» EXERCISE BRIEF:
All lines from the one with "Expected behaviour: for every instance of the rear" to the end need to be copied exactly, with nothing before them.

— begin DATASET —

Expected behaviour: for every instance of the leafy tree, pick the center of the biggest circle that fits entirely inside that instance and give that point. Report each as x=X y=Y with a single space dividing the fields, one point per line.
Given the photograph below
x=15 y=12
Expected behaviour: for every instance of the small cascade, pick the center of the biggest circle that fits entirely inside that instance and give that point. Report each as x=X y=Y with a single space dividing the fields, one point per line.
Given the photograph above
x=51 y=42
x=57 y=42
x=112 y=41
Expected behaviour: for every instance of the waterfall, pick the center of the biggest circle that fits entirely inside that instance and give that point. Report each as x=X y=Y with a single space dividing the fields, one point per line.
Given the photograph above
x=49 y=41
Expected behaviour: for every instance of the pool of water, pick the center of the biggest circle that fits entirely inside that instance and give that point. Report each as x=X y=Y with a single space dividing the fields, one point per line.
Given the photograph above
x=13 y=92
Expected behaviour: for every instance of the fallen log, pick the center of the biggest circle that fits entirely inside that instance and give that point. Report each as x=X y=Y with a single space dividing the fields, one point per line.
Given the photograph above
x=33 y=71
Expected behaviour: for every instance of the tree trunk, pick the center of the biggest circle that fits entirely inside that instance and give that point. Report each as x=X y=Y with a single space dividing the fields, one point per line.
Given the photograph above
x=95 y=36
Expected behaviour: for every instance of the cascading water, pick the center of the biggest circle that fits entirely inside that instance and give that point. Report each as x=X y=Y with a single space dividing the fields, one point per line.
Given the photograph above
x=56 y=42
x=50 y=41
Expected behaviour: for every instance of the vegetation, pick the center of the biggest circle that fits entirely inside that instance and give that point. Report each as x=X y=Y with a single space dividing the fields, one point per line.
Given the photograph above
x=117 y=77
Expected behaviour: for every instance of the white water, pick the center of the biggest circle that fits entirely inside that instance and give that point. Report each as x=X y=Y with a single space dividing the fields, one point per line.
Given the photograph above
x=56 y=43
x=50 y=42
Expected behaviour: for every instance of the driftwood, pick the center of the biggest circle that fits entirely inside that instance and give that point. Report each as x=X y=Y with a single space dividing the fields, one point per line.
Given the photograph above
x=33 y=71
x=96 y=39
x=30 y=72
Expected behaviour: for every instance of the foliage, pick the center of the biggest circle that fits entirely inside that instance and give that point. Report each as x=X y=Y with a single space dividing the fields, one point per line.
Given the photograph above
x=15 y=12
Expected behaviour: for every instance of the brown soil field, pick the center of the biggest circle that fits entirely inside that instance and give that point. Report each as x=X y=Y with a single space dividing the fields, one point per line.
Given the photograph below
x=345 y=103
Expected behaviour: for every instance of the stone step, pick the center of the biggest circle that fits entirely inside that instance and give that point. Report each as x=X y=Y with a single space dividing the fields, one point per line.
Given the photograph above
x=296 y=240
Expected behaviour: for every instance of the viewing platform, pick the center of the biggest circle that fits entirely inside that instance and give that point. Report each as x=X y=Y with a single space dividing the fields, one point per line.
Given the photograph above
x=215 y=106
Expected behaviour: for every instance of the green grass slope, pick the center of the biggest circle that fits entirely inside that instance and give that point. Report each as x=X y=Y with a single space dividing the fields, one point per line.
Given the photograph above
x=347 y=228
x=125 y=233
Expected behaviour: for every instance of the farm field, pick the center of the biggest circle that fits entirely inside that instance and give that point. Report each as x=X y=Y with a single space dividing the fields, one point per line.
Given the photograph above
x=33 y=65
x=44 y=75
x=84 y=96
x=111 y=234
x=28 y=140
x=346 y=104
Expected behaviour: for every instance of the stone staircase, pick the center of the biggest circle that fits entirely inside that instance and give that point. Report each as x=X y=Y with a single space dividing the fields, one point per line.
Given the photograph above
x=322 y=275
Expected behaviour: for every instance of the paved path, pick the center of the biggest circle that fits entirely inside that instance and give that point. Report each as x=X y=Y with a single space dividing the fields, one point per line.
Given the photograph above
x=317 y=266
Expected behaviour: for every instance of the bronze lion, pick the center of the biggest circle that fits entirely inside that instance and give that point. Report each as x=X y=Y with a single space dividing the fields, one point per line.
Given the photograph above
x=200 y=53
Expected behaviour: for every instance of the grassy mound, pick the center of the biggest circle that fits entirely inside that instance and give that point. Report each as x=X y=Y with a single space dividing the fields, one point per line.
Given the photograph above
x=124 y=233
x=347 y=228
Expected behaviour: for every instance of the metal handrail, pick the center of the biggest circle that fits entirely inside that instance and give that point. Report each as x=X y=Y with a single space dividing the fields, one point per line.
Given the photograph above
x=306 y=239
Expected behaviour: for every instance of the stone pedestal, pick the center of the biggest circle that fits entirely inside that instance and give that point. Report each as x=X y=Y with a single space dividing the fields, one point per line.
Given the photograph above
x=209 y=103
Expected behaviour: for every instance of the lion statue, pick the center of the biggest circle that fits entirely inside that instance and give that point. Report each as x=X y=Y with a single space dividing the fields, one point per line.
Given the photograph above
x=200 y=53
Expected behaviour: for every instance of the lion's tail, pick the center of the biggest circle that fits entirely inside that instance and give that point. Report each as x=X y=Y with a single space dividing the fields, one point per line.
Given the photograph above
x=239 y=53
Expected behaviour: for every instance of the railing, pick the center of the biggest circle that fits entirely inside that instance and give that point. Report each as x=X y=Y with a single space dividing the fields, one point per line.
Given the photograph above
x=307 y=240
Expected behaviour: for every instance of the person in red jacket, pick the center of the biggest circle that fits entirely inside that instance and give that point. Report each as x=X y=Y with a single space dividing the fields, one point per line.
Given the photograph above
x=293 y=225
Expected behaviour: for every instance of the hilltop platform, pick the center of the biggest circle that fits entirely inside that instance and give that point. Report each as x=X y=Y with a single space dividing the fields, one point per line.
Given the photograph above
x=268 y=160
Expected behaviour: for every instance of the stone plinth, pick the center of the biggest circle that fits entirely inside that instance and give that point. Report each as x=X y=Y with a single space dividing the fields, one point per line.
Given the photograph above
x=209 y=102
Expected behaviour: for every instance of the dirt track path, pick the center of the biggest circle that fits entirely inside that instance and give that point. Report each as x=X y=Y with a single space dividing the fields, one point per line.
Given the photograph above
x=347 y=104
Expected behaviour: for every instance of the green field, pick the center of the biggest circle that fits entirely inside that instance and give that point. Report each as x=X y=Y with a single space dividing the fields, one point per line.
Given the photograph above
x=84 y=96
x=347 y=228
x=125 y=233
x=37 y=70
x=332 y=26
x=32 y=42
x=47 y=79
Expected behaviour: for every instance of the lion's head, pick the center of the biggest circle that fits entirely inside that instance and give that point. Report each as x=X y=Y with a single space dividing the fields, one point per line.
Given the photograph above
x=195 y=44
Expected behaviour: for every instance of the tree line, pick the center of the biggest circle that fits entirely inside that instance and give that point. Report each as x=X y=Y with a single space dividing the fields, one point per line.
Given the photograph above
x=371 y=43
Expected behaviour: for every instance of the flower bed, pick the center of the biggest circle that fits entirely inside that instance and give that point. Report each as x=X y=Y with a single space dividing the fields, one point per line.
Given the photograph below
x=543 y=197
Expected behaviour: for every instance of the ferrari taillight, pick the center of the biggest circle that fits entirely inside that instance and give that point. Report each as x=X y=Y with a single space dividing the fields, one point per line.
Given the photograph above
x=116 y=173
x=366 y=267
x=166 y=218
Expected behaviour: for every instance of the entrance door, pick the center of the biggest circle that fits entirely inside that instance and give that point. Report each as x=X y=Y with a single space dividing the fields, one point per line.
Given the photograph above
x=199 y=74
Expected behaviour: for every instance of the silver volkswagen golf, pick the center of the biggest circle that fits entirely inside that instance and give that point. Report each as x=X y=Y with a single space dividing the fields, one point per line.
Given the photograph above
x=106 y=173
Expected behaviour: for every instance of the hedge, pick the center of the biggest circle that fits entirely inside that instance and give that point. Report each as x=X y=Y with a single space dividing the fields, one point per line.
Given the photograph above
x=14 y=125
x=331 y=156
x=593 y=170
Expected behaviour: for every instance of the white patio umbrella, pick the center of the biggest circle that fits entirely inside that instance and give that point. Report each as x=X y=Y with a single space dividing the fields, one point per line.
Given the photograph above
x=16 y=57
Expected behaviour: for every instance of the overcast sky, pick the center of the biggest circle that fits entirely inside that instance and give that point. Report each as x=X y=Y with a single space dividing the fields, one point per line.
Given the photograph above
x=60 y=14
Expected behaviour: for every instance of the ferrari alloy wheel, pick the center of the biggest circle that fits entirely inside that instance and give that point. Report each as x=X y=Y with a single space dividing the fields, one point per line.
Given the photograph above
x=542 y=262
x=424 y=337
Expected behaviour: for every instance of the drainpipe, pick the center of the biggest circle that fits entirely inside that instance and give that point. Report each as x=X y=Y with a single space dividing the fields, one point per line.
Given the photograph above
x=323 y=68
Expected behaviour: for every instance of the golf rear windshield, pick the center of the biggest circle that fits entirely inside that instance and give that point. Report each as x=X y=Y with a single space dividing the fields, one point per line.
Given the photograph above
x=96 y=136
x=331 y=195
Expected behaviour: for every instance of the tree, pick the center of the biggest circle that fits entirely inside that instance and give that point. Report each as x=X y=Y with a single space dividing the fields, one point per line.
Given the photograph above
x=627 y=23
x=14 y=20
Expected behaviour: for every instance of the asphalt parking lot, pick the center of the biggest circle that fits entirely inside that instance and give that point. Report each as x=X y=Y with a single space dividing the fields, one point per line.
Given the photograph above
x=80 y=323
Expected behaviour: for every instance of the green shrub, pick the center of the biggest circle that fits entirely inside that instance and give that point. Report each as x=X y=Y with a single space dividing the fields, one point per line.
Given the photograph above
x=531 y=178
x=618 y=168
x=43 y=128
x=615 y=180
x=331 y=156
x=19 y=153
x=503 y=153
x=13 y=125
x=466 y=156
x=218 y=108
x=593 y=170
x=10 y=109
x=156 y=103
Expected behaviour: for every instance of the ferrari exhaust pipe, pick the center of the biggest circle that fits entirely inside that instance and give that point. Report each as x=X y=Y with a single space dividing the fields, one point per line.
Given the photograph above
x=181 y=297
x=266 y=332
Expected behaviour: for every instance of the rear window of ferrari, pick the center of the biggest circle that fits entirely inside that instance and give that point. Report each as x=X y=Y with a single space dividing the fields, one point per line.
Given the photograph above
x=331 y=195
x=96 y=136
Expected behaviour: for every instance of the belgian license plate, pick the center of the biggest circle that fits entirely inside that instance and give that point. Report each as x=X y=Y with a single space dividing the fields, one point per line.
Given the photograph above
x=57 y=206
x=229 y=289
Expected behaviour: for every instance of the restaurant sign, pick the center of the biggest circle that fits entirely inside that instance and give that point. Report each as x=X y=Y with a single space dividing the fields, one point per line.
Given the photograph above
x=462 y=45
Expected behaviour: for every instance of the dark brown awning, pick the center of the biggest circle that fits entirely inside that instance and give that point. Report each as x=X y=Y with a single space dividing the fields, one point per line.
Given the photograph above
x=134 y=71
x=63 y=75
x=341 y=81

— end DATASET —

» EXPECTED OUTPUT:
Expected behaviour: for every instance of the rear window of ferrari, pick the center of the biggest circle that fits entirely inside that instance and give that point. Report each as x=X y=Y with a single space dividing the fields, one point per line.
Given the photograph above
x=331 y=195
x=96 y=136
Expected behaviour: for every instance of the belgian license plate, pick the center of the biggest circle that fits entirely inside that instance and give that point. Report each as x=X y=Y with a single space dividing the fields, one point per line.
Given the photograph above
x=57 y=206
x=229 y=289
Expected behaviour: for every instance of the restaurant sign, pick the center of the biggest circle that fits entirely inside that instance and give that point. Report each as x=X y=Y with a single space dividing the fields, one point per line.
Given the photograph above
x=462 y=45
Expected behaviour: for every instance of the dark brown awning, pick the center of the biggest circle that fits entirely inside that instance and give that point. Report each as x=X y=Y with a single space dividing the fields, one point per line.
Given the photograph above
x=134 y=71
x=63 y=75
x=341 y=81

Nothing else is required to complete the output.